Source records:
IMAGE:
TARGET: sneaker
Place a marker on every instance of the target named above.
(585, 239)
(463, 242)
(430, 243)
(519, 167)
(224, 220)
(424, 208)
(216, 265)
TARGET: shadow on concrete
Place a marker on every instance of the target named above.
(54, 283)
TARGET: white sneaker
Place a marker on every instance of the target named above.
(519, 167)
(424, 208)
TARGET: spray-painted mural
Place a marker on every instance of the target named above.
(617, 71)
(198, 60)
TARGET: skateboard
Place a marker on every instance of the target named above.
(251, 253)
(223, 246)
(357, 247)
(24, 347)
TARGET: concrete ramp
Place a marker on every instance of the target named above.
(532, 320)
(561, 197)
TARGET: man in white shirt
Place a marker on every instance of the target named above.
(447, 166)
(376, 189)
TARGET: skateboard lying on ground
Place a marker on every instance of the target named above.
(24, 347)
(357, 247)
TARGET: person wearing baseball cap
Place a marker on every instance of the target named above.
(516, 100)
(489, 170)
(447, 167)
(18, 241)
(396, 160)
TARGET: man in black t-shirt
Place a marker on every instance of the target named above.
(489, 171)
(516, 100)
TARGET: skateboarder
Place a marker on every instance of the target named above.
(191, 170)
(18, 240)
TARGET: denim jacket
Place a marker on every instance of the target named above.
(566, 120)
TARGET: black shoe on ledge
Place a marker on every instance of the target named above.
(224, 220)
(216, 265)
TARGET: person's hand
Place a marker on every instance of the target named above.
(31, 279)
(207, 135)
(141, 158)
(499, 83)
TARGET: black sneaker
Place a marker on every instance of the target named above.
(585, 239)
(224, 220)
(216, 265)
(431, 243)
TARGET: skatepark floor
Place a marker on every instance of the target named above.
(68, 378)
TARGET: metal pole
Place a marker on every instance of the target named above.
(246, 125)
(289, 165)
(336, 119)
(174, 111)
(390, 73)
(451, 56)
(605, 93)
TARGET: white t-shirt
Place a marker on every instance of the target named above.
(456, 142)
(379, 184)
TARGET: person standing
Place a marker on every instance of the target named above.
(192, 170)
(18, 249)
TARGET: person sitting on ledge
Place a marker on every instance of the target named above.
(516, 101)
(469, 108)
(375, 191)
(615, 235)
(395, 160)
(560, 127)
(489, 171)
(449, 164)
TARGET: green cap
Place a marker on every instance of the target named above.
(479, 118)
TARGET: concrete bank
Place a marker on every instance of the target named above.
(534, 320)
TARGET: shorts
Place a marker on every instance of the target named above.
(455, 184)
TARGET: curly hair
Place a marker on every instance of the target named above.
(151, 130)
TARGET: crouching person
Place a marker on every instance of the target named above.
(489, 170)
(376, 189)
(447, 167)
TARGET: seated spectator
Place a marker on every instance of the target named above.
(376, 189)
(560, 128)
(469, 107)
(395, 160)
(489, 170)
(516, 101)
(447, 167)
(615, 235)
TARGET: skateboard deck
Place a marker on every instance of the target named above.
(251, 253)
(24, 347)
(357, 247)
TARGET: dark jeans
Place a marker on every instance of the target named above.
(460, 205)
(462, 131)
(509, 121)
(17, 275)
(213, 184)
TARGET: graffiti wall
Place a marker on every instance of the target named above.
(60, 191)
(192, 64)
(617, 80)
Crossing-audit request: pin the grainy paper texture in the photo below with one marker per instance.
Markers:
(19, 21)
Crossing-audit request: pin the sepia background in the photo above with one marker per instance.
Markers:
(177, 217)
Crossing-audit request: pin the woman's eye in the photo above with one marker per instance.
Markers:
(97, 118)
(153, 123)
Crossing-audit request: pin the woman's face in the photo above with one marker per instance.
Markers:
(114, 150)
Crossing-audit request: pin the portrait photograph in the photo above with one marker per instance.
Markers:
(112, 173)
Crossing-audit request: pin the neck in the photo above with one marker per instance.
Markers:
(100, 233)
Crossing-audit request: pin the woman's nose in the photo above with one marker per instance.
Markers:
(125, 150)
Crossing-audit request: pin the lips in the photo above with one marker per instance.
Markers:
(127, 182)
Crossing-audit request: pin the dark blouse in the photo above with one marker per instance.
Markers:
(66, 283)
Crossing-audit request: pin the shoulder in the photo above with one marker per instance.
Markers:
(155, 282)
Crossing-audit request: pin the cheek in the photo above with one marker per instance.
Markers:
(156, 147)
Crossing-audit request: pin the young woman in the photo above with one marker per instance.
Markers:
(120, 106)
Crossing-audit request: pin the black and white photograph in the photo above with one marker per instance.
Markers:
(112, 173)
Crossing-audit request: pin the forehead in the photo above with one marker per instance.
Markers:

• Exercise brief: In this exercise, repeat all entries exactly.

• Solved problem:
IMAGE:
TARGET: sneaker
Place a marker on every instance of the target named above.
(585, 239)
(463, 242)
(430, 243)
(519, 167)
(224, 220)
(424, 208)
(216, 265)
TARGET: shadow on concrete
Place a marker on every instance of the target named above.
(54, 283)
TARGET: white sneaker
Place a marker on every instance of the target named above.
(519, 167)
(424, 208)
TARGET: spray-painted mural
Place a marker on every instance of the target named above.
(617, 71)
(198, 60)
TARGET: skateboard
Place a marker on every instance of the target named above.
(251, 253)
(223, 246)
(357, 247)
(24, 347)
TARGET: concrete ramp
Place a marker on every instance of the target named above.
(532, 320)
(561, 197)
TARGET: man in white shirt
Place a marker on every instance of the target named above.
(447, 166)
(376, 189)
TARGET: skateboard lying on ground
Place a marker on every instance of the target named above.
(24, 347)
(357, 247)
TARGET: person wearing baseball cap
Place a marker on every instance of the target named above.
(516, 100)
(489, 170)
(447, 167)
(18, 241)
(396, 160)
TARGET: man in black t-shirt
Place a marker on every instance of the target named above.
(489, 171)
(516, 100)
TARGET: skateboarder
Place a marker on every instance of the target named above.
(191, 170)
(18, 240)
TARGET: denim jacket
Place a marker on every instance of the target named above.
(566, 120)
TARGET: black shoe on ledge
Place a marker on every instance of the target named above.
(224, 220)
(216, 265)
TARGET: person's hand
Place a marker on every instance of the target named above.
(31, 279)
(207, 135)
(141, 158)
(499, 83)
TARGET: black sneaker
Place a marker on every instance of the target named above.
(585, 239)
(224, 220)
(216, 265)
(431, 243)
TARGET: skatepark floor
Place a marker on every instance of the target named above.
(68, 378)
TARGET: metal pole
Place a marker on every instance of the target named above.
(246, 125)
(289, 165)
(336, 119)
(174, 111)
(390, 73)
(451, 56)
(605, 93)
TARGET: white t-shirt
Place a marker on every instance of the target named above.
(456, 142)
(379, 184)
TARGET: person standing
Place a marker on every instance of the target named above.
(192, 170)
(18, 249)
TARGET: person sitting on ledge
Place a marker on every instance of the target named above.
(516, 101)
(469, 108)
(375, 191)
(615, 235)
(395, 160)
(560, 127)
(489, 171)
(449, 164)
TARGET: green cap
Place a marker on every instance of the target named above.
(479, 118)
TARGET: concrete bank
Place a marker on every instance of the target named above.
(534, 320)
TARGET: shorts
Place a marker on every instance of the target named above.
(455, 184)
TARGET: curly hair
Place a marker on every instance of the target named above.
(151, 130)
TARGET: crouching person
Place a marker on every instance of the target named above.
(489, 170)
(376, 189)
(447, 167)
TARGET: seated spectator
Place a marker on every instance of the target named above.
(376, 189)
(560, 128)
(469, 107)
(395, 160)
(489, 170)
(516, 101)
(447, 167)
(615, 235)
TARGET: skateboard deck
Place a marker on every instance of the target named above.
(251, 253)
(24, 347)
(357, 247)
TARGET: dark jeans
Place a marker on every instance of the target named above.
(460, 205)
(462, 131)
(509, 121)
(17, 275)
(213, 184)
TARGET: graffiti wall
Place a marker on every instance of the target named above.
(60, 191)
(192, 64)
(617, 80)
Crossing-audit request: pin the grainy paper texture in the photo below with one marker per instance.
Markers:
(19, 21)
Crossing-audit request: pin the sepia background in the photo above with one marker per instance.
Markers:
(177, 217)
Crossing-audit request: pin the woman's eye in the photo above with one marker per instance.
Markers:
(97, 118)
(153, 123)
Crossing-audit request: pin the woman's face in the photo above with one marker per instance.
Markers:
(114, 150)
Crossing-audit request: pin the portrait photograph in the photo above with one marker per instance.
Markers:
(112, 173)
Crossing-audit request: pin the neck in the photo above with one marker per instance.
Markers:
(100, 233)
Crossing-audit request: pin the woman's nose in the photo above with one marker per instance.
Markers:
(125, 150)
Crossing-audit request: pin the lips in the photo above with one marker per instance.
Markers:
(127, 182)
Crossing-audit request: pin the dark blouse in the photo above with one marker per instance.
Markers:
(66, 283)
Crossing-audit request: pin the shoulder in the photo above with one marker per instance.
Markers:
(155, 282)
Crossing-audit request: pin the cheek in the photo above with one marker per instance.
Markers:
(156, 147)
Crossing-audit request: pin the young woman in the photo above with one marker per instance.
Markers:
(120, 106)
Crossing-audit request: pin the black and white photograph in the photo above with one marker per instance.
Markers:
(112, 173)
Crossing-audit request: pin the forehead in the photo above with one marker per instance.
Markers:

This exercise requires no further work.